STATED PROBLEM - Copy the helmet audio thread, everything from "## snowklinger (Aug" down to "of the amp.", swapping "amp" for "amplifier".

TEXT SEGMENT -
....................

I just put a pair of regular Phillips earphones into the audio pads of my Giro Revolver helmet.(Not the in-ear buds, the ones that just "sit" in the ear) It sounds fine, but I have to wear it so the cable is behind my head because the two end cords aren't long enough to go over my face. And they don't have a mute button on the cable but I plan on getting a pair that does.


----------



## 2hipp4u (Dec 24, 2010)

IASUS is what I got, link below

IASUS Logistics Online Shopping


----------



## snowklinger (Aug 30, 2011)

2hipp4u said:


> IASUS is what I got, link below
> 
> IASUS Logistics Online Shopping


wow they got some nice stuff! I really like the idea of the amp.


----------



## 2hipp4u (Dec 24, 2010)

I got the amp as well, its loud as hell. I don't use it much cause I dont need the tunes that loud and its one more piece of gear in my jacket that I don't really want.


----------



## DanX (Oct 19, 2011)

I have the Smith Maze/Skull Candy setup. I love it. I just made sure yesterday that last year's season didn't kill them. They still sound great. My only complaint is how easy it is to push the button on the cord. At least its large enough to just mash with my gloves on when I need to toggle the audio on/off or change songs.


----------



## smokebelch109 (Nov 6, 2012)

....................

RECORDS SHOWN -
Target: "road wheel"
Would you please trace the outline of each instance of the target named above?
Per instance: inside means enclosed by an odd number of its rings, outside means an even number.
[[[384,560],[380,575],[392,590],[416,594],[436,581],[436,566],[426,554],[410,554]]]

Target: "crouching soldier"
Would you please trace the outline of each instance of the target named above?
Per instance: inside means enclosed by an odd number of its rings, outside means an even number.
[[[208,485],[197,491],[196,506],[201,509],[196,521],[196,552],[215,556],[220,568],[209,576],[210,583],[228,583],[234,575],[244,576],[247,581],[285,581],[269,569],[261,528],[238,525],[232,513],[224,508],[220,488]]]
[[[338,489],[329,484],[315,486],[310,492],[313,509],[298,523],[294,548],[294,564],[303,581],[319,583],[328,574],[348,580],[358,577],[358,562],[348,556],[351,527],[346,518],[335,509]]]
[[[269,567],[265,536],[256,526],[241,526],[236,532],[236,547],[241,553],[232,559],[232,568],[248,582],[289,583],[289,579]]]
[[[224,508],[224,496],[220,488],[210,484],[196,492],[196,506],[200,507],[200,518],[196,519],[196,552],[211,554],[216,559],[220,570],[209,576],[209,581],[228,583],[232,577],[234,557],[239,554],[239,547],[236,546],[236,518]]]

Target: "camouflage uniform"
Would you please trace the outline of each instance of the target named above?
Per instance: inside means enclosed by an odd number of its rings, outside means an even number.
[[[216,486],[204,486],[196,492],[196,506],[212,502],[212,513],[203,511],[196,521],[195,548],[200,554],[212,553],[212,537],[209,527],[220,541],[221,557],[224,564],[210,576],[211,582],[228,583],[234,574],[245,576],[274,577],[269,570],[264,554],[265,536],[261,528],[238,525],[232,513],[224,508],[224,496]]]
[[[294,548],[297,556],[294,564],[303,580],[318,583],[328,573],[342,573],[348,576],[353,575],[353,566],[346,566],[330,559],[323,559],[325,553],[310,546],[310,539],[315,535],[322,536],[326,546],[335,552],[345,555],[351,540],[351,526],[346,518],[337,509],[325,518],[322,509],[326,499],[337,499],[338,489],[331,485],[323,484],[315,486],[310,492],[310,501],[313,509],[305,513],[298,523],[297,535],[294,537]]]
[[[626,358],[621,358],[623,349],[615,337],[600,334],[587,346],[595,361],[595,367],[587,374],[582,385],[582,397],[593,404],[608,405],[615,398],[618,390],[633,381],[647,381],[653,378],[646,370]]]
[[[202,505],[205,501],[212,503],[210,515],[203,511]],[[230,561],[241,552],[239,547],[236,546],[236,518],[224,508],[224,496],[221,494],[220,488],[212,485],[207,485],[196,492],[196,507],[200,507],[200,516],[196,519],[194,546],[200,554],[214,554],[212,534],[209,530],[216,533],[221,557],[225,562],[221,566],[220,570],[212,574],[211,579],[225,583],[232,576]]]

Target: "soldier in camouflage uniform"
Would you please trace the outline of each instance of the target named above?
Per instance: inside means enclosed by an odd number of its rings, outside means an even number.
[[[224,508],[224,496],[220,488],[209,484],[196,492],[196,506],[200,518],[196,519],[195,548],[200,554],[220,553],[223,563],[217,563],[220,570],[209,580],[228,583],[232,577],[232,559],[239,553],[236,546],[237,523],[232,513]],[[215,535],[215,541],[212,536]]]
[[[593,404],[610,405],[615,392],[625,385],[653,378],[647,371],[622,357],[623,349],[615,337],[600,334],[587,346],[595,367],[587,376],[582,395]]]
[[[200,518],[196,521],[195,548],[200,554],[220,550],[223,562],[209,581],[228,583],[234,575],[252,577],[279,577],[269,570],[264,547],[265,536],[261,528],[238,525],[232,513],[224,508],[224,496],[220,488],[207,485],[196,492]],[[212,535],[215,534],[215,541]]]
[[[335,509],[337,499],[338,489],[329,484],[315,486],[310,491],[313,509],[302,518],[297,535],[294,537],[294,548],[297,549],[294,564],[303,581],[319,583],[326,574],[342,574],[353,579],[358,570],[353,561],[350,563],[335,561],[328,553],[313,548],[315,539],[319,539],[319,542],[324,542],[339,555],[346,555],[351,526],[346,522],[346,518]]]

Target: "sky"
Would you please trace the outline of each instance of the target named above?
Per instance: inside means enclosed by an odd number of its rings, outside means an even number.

....................

RESPONSE FOR THIS EXERCISE -
## snowklinger (Aug 30, 2011)

2hipp4u said:


> IASUS is what I got, link below
> 
> IASUS Logistics Online Shopping


wow they got some nice stuff! I really like the idea of the amplifier.